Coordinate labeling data
=-=-=-=-=
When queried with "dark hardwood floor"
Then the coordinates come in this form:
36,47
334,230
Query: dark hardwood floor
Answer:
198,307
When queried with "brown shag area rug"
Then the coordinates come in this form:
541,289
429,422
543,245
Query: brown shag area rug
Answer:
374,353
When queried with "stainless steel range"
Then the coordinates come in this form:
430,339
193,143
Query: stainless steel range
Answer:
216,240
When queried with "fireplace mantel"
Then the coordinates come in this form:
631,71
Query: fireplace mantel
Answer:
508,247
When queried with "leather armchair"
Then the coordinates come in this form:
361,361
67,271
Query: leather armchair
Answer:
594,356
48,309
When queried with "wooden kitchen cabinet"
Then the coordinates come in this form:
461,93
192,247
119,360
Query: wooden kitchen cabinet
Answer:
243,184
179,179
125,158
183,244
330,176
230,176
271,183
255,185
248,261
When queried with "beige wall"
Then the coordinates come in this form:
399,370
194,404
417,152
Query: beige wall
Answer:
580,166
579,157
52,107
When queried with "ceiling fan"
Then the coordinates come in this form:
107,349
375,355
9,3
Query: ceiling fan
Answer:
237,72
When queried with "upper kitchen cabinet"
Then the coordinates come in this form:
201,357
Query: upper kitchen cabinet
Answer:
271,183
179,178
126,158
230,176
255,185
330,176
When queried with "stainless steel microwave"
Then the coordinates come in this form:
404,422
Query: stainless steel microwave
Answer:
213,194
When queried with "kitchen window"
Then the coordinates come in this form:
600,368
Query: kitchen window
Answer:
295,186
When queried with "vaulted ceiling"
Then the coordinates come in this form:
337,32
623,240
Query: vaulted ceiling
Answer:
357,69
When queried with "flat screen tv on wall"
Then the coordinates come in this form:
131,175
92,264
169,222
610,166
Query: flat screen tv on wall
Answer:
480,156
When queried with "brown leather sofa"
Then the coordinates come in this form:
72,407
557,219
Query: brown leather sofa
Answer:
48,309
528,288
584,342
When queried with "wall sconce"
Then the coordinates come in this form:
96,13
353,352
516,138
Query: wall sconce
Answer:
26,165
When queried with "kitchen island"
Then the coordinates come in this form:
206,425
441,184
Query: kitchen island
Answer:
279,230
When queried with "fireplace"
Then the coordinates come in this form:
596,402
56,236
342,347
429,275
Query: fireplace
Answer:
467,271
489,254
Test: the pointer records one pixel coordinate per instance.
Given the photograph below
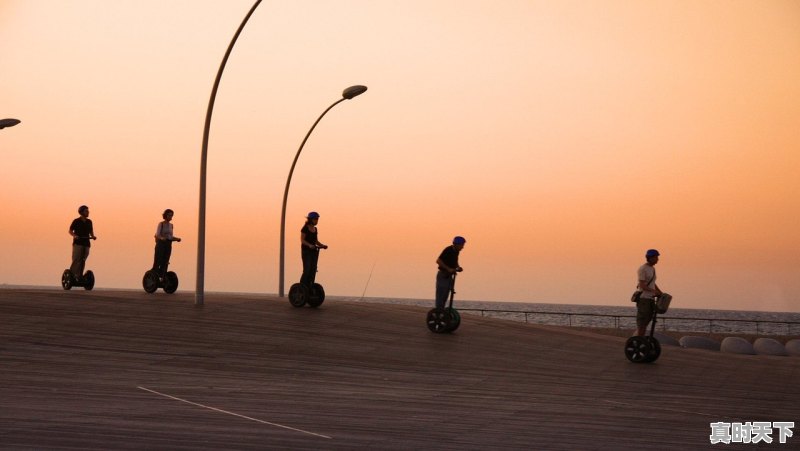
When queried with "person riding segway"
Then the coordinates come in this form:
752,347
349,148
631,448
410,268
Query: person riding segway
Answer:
159,277
82,231
650,301
443,318
308,291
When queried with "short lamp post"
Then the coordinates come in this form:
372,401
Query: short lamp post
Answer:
347,94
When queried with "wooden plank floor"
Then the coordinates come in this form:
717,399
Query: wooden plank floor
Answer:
=-=-=-=-=
▶ _DIRECTIONS FOR THIS TASK_: Write out the material above once more, exactly as it reads, with no pictures.

▶ _EXERCISE OUTPUT_:
When queried with "dark hardwood floor"
Then the coordinates come in this form:
36,47
334,230
Query: dark hardwood floor
Answer:
198,307
When queried with "brown shag area rug"
Then the coordinates come in this form:
541,289
429,422
543,245
Query: brown shag area rug
Answer:
374,353
When queried with "stainless steel range"
Then the coordinates come in this form:
430,339
193,143
Query: stainless steel range
Answer:
216,240
When queried with "fireplace mantel"
Then the coordinates come in this form:
631,71
Query: fireplace mantel
Answer:
508,247
When queried with "leather armchair"
Then the coordinates come in this form:
361,361
67,271
Query: leather armchair
Answer:
594,356
48,309
When queried with "wooden kitchen cabinet"
Then the coordinates come in this form:
461,93
192,247
119,360
Query: wooden kitchen cabinet
Answer:
243,184
179,179
125,158
183,244
330,176
230,176
271,183
255,185
248,261
When queried with "beige wall"
Then the coordinates come in this form:
399,370
194,404
417,152
Query: beige wall
Answer:
580,166
579,157
52,107
When queried with "ceiling fan"
Then the coordinates come in this form:
107,349
375,355
9,3
Query: ceiling fan
Answer:
237,72
When queried with "upper kitchen cabinet"
Then the coordinates come in this form:
201,357
Query: upper kitchen cabinet
Answer:
271,183
179,178
126,158
230,176
255,185
330,176
When queried with "stainless steel microwave"
Then the coordinates come in this form:
404,422
Query: stainless steel microwave
Answer:
213,194
When queried with "kitchen window"
Then the coordinates come in this form:
600,368
Query: kitchen window
Answer:
295,186
When queried with "vaulted ceiling"
Then the coordinates come in this form:
337,32
623,240
Query: vaulted ceiling
Answer:
357,69
When queried with "flat screen tv on wall"
Then the coordinates come in this form:
131,175
92,264
169,222
610,166
Query: flat screen tv on wall
Answer:
480,156
When queried with "brown leather sofa"
Then the coordinates come in this form:
72,407
557,219
Query: brown leather sofa
Answer:
48,309
528,288
584,342
When queried with "wall sconce"
Then the coordinates come in this form:
96,13
353,352
516,138
Query: wall sconce
Answer:
26,165
When queried with "kitchen island"
Then the coordinates come in this form:
206,425
441,184
Query: kitchen island
Answer:
279,230
When queried with "fireplace"
Then the coordinates come in this form:
596,402
56,236
342,347
429,275
Query: fireplace
Answer:
467,271
489,254
Test: the pointer records one pixel coordinate per instance.
Given the photograph below
When queried with "person riding segway"
Then the coordinates come in this form:
752,347
349,148
631,448
410,268
Query: person riding segway
Answer:
159,277
82,231
650,301
443,318
308,291
When queried with "short lamp post"
Then the coordinates come in this form:
372,401
Query: short lamp post
Answer:
347,94
When queried with "wooden plank floor"
Then the coordinates come in this form:
717,399
Query: wooden plank floor
Answer:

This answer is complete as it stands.